| Action item |
Each record is to be printed exactly as given, down to the last mark.

| Source data |
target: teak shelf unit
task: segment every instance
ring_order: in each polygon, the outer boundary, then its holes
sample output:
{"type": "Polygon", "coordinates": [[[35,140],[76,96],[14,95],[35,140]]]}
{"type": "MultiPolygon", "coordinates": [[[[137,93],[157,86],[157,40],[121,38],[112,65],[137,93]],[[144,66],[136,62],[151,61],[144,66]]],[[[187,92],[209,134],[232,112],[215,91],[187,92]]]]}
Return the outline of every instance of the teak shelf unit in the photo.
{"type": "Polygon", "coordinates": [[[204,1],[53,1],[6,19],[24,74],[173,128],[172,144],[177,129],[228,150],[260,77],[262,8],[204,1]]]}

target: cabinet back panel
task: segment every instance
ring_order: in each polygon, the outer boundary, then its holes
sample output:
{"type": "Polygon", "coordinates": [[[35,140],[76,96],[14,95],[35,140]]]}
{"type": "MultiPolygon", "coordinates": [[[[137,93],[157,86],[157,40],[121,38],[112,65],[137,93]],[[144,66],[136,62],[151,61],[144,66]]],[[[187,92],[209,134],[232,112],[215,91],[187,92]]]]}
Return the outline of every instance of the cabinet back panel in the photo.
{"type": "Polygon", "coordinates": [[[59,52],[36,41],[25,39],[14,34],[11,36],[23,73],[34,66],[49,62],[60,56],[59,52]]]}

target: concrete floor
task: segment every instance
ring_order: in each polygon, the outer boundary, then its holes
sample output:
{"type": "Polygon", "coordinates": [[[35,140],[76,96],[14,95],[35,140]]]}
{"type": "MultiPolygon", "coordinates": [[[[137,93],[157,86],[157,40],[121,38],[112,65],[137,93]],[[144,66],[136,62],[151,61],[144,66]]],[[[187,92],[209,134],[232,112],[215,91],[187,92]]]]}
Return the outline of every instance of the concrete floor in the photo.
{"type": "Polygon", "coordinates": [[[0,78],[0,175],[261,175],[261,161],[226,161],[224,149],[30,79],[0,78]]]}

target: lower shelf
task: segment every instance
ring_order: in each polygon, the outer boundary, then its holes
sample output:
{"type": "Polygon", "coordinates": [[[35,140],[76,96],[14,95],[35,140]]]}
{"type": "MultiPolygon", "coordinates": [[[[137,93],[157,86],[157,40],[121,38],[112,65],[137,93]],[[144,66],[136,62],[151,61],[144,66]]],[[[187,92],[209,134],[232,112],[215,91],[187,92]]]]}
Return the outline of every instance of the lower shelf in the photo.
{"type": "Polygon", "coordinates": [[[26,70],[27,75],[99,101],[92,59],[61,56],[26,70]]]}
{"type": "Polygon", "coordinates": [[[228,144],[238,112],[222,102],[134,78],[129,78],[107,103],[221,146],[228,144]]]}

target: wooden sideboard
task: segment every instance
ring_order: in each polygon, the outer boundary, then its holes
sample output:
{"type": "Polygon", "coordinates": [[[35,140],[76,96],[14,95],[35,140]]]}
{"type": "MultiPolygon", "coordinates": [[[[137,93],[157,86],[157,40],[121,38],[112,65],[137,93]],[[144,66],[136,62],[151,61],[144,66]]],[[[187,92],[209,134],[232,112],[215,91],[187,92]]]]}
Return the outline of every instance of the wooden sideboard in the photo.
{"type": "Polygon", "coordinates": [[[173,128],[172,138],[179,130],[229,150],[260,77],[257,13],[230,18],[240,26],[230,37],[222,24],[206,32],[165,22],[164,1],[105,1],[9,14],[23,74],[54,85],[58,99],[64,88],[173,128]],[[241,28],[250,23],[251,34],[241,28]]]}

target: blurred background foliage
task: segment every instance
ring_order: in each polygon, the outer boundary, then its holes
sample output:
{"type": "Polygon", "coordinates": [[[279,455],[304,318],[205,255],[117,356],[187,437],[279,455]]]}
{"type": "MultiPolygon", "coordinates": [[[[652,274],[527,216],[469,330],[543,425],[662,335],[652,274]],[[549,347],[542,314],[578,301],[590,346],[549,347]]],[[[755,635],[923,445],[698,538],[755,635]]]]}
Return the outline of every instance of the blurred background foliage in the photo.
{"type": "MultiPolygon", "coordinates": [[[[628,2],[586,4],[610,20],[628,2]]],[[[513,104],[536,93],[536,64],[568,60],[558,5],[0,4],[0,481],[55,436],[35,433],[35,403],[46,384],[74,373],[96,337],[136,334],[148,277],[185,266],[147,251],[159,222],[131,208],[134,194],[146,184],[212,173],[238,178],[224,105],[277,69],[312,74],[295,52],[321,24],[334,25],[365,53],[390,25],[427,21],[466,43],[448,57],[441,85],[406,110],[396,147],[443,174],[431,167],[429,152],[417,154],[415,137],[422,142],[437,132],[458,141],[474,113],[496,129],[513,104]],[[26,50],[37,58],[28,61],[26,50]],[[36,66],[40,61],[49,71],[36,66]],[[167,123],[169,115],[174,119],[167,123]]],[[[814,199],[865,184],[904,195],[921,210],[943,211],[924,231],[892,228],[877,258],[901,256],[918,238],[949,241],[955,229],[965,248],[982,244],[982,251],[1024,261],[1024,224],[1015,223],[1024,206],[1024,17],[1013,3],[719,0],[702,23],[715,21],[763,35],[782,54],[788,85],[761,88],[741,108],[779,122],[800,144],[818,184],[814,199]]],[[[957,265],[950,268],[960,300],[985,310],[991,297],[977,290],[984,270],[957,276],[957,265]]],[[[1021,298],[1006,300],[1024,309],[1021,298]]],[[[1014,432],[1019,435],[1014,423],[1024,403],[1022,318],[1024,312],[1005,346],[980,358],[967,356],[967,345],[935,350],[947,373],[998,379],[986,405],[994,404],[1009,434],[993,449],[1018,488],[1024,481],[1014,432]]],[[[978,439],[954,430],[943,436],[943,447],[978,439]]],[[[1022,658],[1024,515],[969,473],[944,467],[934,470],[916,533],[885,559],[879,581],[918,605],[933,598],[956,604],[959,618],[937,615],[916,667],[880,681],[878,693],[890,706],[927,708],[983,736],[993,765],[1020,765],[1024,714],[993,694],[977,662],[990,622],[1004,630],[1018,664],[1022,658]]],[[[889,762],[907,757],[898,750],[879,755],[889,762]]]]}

| Answer to this exercise |
target: teak shelf unit
task: segment every instance
ring_order: in each polygon, the outer boundary, then its holes
sample output:
{"type": "Polygon", "coordinates": [[[35,140],[76,96],[14,95],[35,140]]]}
{"type": "MultiPolygon", "coordinates": [[[[137,93],[157,86],[157,40],[121,38],[112,65],[137,93]],[[144,66],[136,62],[151,61],[144,66]]],[[[187,92],[209,134],[232,112],[215,91],[187,92]]]]}
Return the outline of every instance of the teak shelf unit in the photo.
{"type": "Polygon", "coordinates": [[[204,1],[53,1],[6,19],[24,74],[173,128],[172,144],[177,129],[228,150],[260,77],[262,8],[204,1]]]}

target: cabinet back panel
task: segment every instance
ring_order: in each polygon, the outer boundary, then its holes
sample output:
{"type": "Polygon", "coordinates": [[[35,140],[76,96],[14,95],[35,140]]]}
{"type": "MultiPolygon", "coordinates": [[[[137,93],[157,86],[157,40],[121,38],[112,65],[137,93]],[[144,66],[136,62],[151,61],[144,66]]],[[[187,92],[209,134],[232,112],[215,91],[187,92]]]]}
Return the outline of every instance of the cabinet back panel in the photo.
{"type": "Polygon", "coordinates": [[[59,52],[36,41],[25,39],[14,34],[11,36],[23,73],[34,66],[49,62],[60,56],[59,52]]]}

target: concrete floor
task: segment every instance
ring_order: in each polygon, the outer boundary, then its holes
sample output:
{"type": "Polygon", "coordinates": [[[35,140],[76,96],[14,95],[35,140]]]}
{"type": "MultiPolygon", "coordinates": [[[[137,93],[157,86],[157,40],[121,38],[112,65],[137,93]],[[144,66],[136,62],[151,61],[144,66]]],[[[187,92],[209,134],[232,112],[215,91],[187,92]]]]}
Return the outline of every instance of the concrete floor in the photo.
{"type": "Polygon", "coordinates": [[[0,78],[0,175],[261,175],[261,161],[226,161],[224,149],[30,79],[0,78]]]}

target: lower shelf
task: segment every instance
ring_order: in each polygon, the outer boundary, then its holes
sample output:
{"type": "Polygon", "coordinates": [[[35,140],[76,96],[14,95],[35,140]]]}
{"type": "MultiPolygon", "coordinates": [[[[137,93],[157,86],[157,40],[121,38],[112,65],[137,93]],[[144,66],[136,62],[151,61],[144,66]]],[[[187,92],[209,134],[232,112],[215,91],[187,92]]]]}
Return the outline of every instance of the lower shelf in the photo.
{"type": "Polygon", "coordinates": [[[26,70],[27,75],[99,101],[92,59],[61,56],[26,70]]]}
{"type": "Polygon", "coordinates": [[[228,144],[238,112],[222,102],[134,78],[129,78],[107,103],[221,146],[228,144]]]}

target: wooden sideboard
task: segment every instance
ring_order: in each polygon, the outer boundary, then its holes
sample output:
{"type": "Polygon", "coordinates": [[[35,140],[76,96],[14,95],[35,140]]]}
{"type": "MultiPolygon", "coordinates": [[[[137,93],[157,86],[157,40],[121,38],[112,65],[137,93]],[[144,66],[136,62],[151,61],[144,66]]],[[[187,92],[209,134],[232,112],[215,91],[187,92]]]]}
Return the outline of every instance of the wooden sideboard in the photo.
{"type": "Polygon", "coordinates": [[[173,128],[172,138],[179,130],[229,150],[260,77],[257,13],[230,18],[240,26],[230,37],[222,24],[206,32],[165,22],[164,1],[105,1],[9,14],[23,74],[54,85],[58,99],[64,88],[173,128]],[[241,28],[250,23],[251,34],[241,28]]]}

target: blurred background foliage
task: segment every instance
ring_order: in each polygon, the outer boundary, then its holes
sample output:
{"type": "Polygon", "coordinates": [[[279,455],[304,318],[205,255],[117,356],[187,437],[279,455]]]}
{"type": "MultiPolygon", "coordinates": [[[[652,274],[527,216],[469,330],[543,425],[662,335],[652,274]],[[549,347],[542,314],[578,301],[590,346],[549,347]]],[[[755,635],[923,445],[698,538],[755,635]]]]}
Return the outline of every instance of the blurred background foliage in the photo.
{"type": "MultiPolygon", "coordinates": [[[[628,2],[586,4],[610,20],[628,2]]],[[[513,104],[536,93],[536,64],[568,60],[558,5],[0,4],[0,481],[55,436],[35,433],[35,403],[46,384],[74,373],[96,337],[136,334],[148,277],[185,266],[147,251],[159,222],[131,208],[134,194],[146,184],[212,173],[238,178],[224,105],[277,69],[312,74],[295,52],[321,24],[334,25],[365,53],[390,25],[427,21],[466,43],[448,57],[441,85],[406,110],[396,147],[443,174],[431,167],[429,152],[417,154],[415,137],[422,142],[437,132],[458,141],[474,113],[496,129],[513,104]],[[26,50],[37,58],[28,61],[26,50]],[[36,66],[40,61],[49,71],[36,66]],[[167,123],[169,115],[174,119],[167,123]]],[[[814,199],[865,184],[904,195],[921,210],[943,211],[924,231],[892,228],[877,258],[901,256],[918,238],[949,241],[955,229],[965,248],[982,244],[982,251],[1024,261],[1024,224],[1015,223],[1024,206],[1024,17],[1013,3],[719,0],[702,23],[715,21],[763,35],[782,54],[788,85],[761,88],[741,108],[779,122],[800,144],[818,184],[814,199]]],[[[957,265],[950,268],[960,300],[985,310],[991,297],[977,290],[984,270],[957,276],[957,265]]],[[[1021,298],[1006,300],[1024,309],[1021,298]]],[[[1014,432],[1019,435],[1014,423],[1024,403],[1022,318],[1024,312],[1005,346],[980,358],[967,356],[967,345],[935,350],[947,373],[998,379],[986,405],[994,404],[1009,434],[993,449],[1018,488],[1024,481],[1014,432]]],[[[978,439],[954,430],[943,436],[943,447],[978,439]]],[[[1022,658],[1024,515],[969,473],[944,467],[934,470],[916,533],[885,559],[879,581],[918,605],[933,598],[956,604],[959,618],[937,615],[916,667],[880,681],[878,693],[890,706],[927,708],[983,736],[993,765],[1020,765],[1024,714],[993,694],[977,662],[990,622],[1004,630],[1018,664],[1022,658]]],[[[889,762],[907,757],[898,750],[879,755],[889,762]]]]}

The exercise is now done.